### DATA FOR THIS TASK
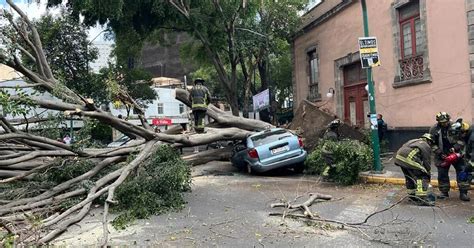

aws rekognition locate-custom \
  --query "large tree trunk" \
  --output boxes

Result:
[257,60,272,123]
[239,53,254,119]
[0,0,277,244]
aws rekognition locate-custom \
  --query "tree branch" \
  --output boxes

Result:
[6,0,54,79]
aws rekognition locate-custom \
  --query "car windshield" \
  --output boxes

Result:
[251,129,290,145]
[114,135,130,143]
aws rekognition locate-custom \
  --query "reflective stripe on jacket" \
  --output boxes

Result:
[189,84,211,111]
[394,139,431,174]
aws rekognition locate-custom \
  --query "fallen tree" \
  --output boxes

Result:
[0,0,273,245]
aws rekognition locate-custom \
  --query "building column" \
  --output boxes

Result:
[290,41,298,112]
[467,0,474,122]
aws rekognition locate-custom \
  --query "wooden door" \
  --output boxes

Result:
[343,63,368,128]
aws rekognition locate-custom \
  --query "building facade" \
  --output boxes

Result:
[90,42,114,73]
[109,84,189,133]
[138,32,195,79]
[293,0,473,142]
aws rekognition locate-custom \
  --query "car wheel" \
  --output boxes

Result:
[293,163,305,173]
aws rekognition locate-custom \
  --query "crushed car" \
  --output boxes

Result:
[230,128,307,173]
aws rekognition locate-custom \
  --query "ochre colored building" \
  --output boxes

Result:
[292,0,474,146]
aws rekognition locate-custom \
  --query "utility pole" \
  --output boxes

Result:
[361,0,382,172]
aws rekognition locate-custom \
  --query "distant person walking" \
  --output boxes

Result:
[377,114,387,142]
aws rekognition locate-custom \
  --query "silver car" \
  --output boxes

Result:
[231,128,307,173]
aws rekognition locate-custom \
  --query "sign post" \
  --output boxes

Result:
[358,37,380,69]
[360,0,382,173]
[252,89,270,112]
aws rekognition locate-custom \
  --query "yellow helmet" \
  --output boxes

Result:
[461,122,470,132]
[435,112,450,123]
[450,121,470,135]
[421,133,434,144]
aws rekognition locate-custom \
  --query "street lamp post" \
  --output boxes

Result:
[361,0,382,172]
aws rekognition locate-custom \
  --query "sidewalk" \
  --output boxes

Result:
[359,154,474,190]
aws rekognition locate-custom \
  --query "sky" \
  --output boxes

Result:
[0,0,112,44]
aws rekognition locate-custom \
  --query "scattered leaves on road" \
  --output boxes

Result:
[468,216,474,224]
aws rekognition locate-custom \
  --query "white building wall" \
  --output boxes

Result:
[90,42,114,73]
[109,87,189,125]
[0,79,58,120]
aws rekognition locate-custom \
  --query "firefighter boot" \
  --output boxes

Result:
[437,191,449,199]
[459,192,470,201]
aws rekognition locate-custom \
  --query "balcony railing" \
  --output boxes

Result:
[399,55,424,81]
[307,83,320,102]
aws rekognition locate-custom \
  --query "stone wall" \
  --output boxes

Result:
[467,0,474,121]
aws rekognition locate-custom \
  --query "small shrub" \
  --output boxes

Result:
[112,145,191,229]
[305,139,373,185]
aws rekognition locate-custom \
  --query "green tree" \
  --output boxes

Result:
[237,0,305,120]
[46,1,260,116]
[46,0,305,117]
[23,11,109,103]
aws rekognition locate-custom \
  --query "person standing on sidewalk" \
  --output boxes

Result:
[443,120,471,201]
[429,112,454,199]
[377,114,387,143]
[394,133,436,206]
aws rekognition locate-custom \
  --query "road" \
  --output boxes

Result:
[54,160,474,247]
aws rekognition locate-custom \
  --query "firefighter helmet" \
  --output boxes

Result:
[435,112,450,123]
[461,122,470,132]
[329,119,341,128]
[194,78,205,84]
[450,121,470,133]
[421,133,434,144]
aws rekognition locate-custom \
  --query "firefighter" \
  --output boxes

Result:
[394,133,436,206]
[323,119,341,141]
[189,78,211,134]
[442,120,471,201]
[429,112,454,199]
[320,119,342,174]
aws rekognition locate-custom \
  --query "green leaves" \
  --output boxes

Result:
[112,145,191,229]
[0,88,34,117]
[305,140,374,185]
[468,216,474,224]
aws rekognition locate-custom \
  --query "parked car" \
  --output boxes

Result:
[230,128,307,173]
[107,135,131,148]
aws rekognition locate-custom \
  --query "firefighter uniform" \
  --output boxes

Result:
[464,131,474,200]
[443,121,471,201]
[394,134,434,204]
[429,112,454,198]
[322,119,341,142]
[189,79,211,133]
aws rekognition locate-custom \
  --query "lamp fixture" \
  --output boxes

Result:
[326,87,335,98]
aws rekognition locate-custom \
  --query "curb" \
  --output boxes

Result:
[359,175,474,190]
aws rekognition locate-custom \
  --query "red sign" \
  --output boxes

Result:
[152,118,172,126]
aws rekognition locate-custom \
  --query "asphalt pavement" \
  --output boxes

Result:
[54,160,474,247]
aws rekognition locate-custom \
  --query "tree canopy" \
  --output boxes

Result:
[48,0,306,117]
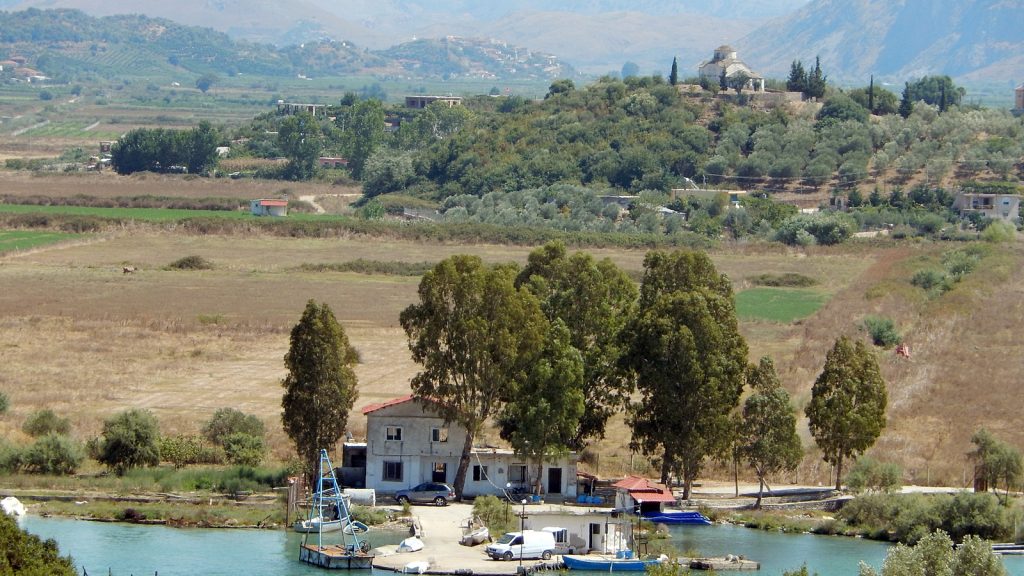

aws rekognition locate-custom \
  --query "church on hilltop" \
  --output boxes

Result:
[698,45,765,92]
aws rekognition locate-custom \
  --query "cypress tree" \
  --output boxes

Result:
[899,82,914,118]
[669,56,679,86]
[868,75,875,113]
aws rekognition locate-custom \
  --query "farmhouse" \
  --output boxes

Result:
[250,198,288,217]
[698,45,765,92]
[952,191,1021,222]
[360,395,578,498]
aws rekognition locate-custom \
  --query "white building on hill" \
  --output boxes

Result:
[698,45,765,92]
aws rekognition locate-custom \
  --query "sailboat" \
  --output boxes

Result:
[298,449,374,569]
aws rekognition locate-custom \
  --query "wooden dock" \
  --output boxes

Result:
[688,556,760,571]
[299,543,374,569]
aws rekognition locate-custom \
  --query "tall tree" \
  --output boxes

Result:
[281,300,359,478]
[970,428,1023,504]
[741,357,802,507]
[806,336,888,490]
[515,242,638,449]
[807,56,827,99]
[185,120,219,175]
[400,256,547,498]
[623,250,748,499]
[340,98,386,180]
[786,60,807,94]
[498,320,584,494]
[868,75,875,114]
[669,57,679,86]
[277,112,323,180]
[899,82,914,119]
[727,71,752,95]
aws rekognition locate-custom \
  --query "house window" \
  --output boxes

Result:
[509,464,528,483]
[386,426,402,441]
[473,465,489,482]
[383,461,403,482]
[431,427,449,443]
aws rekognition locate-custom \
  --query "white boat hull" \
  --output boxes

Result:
[294,516,347,533]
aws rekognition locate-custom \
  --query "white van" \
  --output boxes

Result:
[485,530,557,561]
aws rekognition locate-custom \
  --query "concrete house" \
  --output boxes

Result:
[698,45,765,92]
[404,95,463,109]
[250,198,288,217]
[953,192,1021,222]
[361,395,578,498]
[520,509,631,554]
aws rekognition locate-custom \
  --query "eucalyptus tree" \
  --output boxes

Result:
[400,255,548,498]
[741,357,802,507]
[623,249,748,498]
[806,336,888,490]
[515,242,638,449]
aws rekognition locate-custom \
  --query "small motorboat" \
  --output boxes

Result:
[641,510,712,525]
[398,536,425,553]
[294,515,348,533]
[562,553,665,572]
[344,520,369,535]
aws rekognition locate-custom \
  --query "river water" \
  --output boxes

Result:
[21,516,1024,576]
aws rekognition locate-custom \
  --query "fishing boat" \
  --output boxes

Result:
[294,493,353,533]
[343,521,369,535]
[562,553,664,572]
[640,510,712,525]
[298,449,374,570]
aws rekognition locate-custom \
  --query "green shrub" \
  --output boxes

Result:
[863,315,901,348]
[22,433,84,475]
[910,269,947,292]
[96,408,161,475]
[749,273,818,288]
[158,434,204,468]
[774,213,856,246]
[0,391,8,415]
[22,409,72,437]
[350,505,390,526]
[296,259,436,277]
[202,408,265,447]
[222,433,264,467]
[846,457,902,494]
[471,494,518,536]
[0,512,76,575]
[166,255,214,270]
[838,492,1011,545]
[981,220,1016,243]
[942,248,981,280]
[0,439,24,473]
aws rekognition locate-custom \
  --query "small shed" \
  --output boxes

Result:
[250,198,288,217]
[612,476,676,515]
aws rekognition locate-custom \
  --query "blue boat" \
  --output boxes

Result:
[562,554,663,572]
[641,510,712,525]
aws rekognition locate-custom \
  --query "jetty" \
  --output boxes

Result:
[688,556,760,571]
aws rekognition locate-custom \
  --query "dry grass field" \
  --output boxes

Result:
[0,175,1022,488]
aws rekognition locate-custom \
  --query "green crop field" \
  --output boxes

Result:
[735,287,828,323]
[0,230,83,253]
[0,203,345,222]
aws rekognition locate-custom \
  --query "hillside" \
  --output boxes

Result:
[737,0,1024,83]
[0,9,572,81]
[1,0,805,74]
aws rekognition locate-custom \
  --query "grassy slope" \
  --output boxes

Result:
[0,201,1020,486]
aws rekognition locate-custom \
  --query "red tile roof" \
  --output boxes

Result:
[361,394,415,415]
[257,199,288,207]
[613,475,676,503]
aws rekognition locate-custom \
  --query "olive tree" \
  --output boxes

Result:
[96,409,161,475]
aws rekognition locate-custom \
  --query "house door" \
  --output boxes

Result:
[432,462,447,483]
[547,467,562,494]
[589,523,601,551]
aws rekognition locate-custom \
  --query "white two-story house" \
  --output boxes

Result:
[361,394,578,499]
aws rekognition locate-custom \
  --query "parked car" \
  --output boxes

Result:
[485,530,557,561]
[394,482,456,506]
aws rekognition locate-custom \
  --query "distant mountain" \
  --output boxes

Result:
[3,0,810,74]
[0,9,573,81]
[736,0,1024,84]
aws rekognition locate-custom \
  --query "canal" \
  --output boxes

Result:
[21,516,1024,576]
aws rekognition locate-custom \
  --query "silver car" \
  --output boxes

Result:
[394,482,456,506]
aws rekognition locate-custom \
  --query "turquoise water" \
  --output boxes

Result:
[21,516,1024,576]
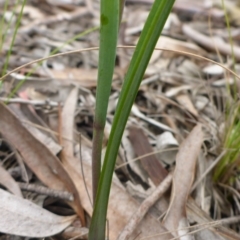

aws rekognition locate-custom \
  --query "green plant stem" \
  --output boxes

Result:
[2,0,26,76]
[119,0,125,26]
[0,0,10,52]
[221,0,237,99]
[89,0,174,239]
[91,0,119,205]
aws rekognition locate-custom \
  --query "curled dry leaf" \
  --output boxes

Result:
[0,102,85,225]
[164,124,203,239]
[0,188,76,237]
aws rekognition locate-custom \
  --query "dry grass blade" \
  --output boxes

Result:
[0,188,76,237]
[164,124,203,238]
[0,103,85,224]
[1,47,240,82]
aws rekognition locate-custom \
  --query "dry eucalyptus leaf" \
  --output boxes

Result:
[9,104,62,156]
[0,165,22,197]
[164,124,203,239]
[128,126,168,186]
[0,188,76,237]
[0,103,85,224]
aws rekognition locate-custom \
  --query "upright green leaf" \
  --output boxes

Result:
[89,0,175,239]
[91,0,119,212]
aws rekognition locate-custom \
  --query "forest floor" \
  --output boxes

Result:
[1,0,240,239]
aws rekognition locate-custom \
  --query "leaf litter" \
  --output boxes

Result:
[1,0,240,239]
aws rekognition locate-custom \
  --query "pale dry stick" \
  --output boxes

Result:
[115,147,179,170]
[117,173,173,240]
[1,46,240,83]
[0,97,59,106]
[169,215,240,240]
[191,150,226,192]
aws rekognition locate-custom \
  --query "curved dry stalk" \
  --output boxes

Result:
[1,46,240,82]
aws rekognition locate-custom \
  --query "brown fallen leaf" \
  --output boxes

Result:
[0,188,76,237]
[0,164,23,197]
[164,124,203,238]
[0,102,85,225]
[128,126,168,185]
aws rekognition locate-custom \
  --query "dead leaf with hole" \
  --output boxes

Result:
######
◆ **YOUR OBJECTIVE**
Wherever "wooden" occurs in the records above, copy the line it sits in.

◆ **COMPLETED TASK**
  --query "wooden door" \
  --query "wooden dock" \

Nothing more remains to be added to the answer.